> **GIVEN PASSAGE**
━━━━
Monday, August 20th, 2018 Posted by Jim Thacker

Blender Foundation launches Blender Benchmark


The Blender Foundation has launched Blender Benchmark, a new hardware benchmarking test based on a range of production-quality scenes, including data from its own open movies.

Data generated by the benchmark, which runs on Windows, Linux and macOS, will be collated online on the new Blender Open Data portal, enabling users to see how different CPUs and GPUs perform with Blender.

See how different CPUs and GPUs perform on (relatively) real-world Blender renders
As with other benchmarking tests based on production renderers, like V-Ray Benchmark or the new built-in utility in Redshift, Blender benchmark tests how fast standard test scenes render on a user’s machine.

In the case of Blender Benchmark, it’s the six test scenes that the Blender Foundation has been using in its own recent GPU benchmarking.

They’re intended to represent a range of real-world use cases, from interior and exterior architectural environments to a set from the Blender Institute’s animated short Agent 327: Operation Barbershop.

The benchmark also automatically gathers information about the test machine’s operating system, RAM, graphics cards, and CPU, as well as information about the performance of the system as the test runs.

Users can choose to use the resulting data privately, or to share it online via the new Blender Open Data portal, where it will be aggregated with other submitted test results.
━━━━
> **EXCERPTED DATA**
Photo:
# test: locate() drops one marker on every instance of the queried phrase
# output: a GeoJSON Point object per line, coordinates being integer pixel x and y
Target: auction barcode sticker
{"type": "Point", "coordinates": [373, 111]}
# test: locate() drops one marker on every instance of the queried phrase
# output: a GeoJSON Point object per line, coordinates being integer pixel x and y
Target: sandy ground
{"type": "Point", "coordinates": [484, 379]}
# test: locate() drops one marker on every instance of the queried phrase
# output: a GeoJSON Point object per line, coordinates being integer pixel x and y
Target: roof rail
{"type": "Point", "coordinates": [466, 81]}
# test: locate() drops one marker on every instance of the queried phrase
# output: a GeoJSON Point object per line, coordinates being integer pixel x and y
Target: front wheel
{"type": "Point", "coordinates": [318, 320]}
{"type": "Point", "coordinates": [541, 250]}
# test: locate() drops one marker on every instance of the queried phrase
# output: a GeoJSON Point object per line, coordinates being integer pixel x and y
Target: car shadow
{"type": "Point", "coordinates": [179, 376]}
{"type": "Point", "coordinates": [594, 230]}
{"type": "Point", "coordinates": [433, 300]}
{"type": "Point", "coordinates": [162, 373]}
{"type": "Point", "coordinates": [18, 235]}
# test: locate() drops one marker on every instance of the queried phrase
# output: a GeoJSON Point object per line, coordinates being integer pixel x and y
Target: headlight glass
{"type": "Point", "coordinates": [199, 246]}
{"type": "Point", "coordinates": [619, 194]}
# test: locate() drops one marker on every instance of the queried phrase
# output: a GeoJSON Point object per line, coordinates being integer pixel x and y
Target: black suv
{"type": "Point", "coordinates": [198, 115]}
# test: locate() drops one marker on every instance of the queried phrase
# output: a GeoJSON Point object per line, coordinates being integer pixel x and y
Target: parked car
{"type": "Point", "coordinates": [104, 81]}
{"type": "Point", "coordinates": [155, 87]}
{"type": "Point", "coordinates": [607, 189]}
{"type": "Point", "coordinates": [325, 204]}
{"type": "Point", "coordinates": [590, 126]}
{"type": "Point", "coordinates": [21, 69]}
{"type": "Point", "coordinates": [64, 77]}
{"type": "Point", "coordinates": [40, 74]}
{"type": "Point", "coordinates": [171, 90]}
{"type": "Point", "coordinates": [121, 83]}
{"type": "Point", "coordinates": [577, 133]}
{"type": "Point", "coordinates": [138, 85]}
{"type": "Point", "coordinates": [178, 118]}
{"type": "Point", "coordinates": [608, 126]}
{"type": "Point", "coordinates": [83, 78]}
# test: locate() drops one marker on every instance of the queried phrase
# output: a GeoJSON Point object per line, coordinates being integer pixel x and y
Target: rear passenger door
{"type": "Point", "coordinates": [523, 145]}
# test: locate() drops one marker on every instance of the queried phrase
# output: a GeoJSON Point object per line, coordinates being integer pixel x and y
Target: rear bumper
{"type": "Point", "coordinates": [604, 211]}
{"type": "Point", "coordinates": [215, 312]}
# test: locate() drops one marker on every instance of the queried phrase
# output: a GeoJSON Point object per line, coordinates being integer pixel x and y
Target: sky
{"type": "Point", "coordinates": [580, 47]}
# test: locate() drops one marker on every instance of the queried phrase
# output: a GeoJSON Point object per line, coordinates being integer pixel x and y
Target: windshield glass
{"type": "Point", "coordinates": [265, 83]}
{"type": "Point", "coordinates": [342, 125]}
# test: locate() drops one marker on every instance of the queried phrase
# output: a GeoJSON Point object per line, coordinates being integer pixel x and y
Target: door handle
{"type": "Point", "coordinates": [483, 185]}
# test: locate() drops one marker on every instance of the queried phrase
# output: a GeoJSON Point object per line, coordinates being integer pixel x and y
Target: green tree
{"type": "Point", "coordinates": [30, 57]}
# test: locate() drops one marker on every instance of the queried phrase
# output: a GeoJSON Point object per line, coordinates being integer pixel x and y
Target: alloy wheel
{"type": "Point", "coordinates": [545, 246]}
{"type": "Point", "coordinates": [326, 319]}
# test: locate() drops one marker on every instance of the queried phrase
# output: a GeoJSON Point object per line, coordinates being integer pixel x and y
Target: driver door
━━━━
> **WHAT IS BEING ASKED**
Using the Blender Benchmark article, decide whether each statement agrees with it, answering yes or no and quoting the deciding words: (a) The benchmark runs on Windows, Linux and macOS. (b) Every test result is automatically uploaded to the Blender Open Data portal. (c) The benchmark uses six test scenes.

> **WRITTEN SOLUTION**
(a) Yes: "which runs on Windows, Linux and macOS"
(b) No: "Users can choose to use the resulting data privately, or to share it online via the new Blender Open Data portal"
(c) Yes: "it’s the six test scenes that the Blender Foundation has been using in its own recent GPU benchmarking"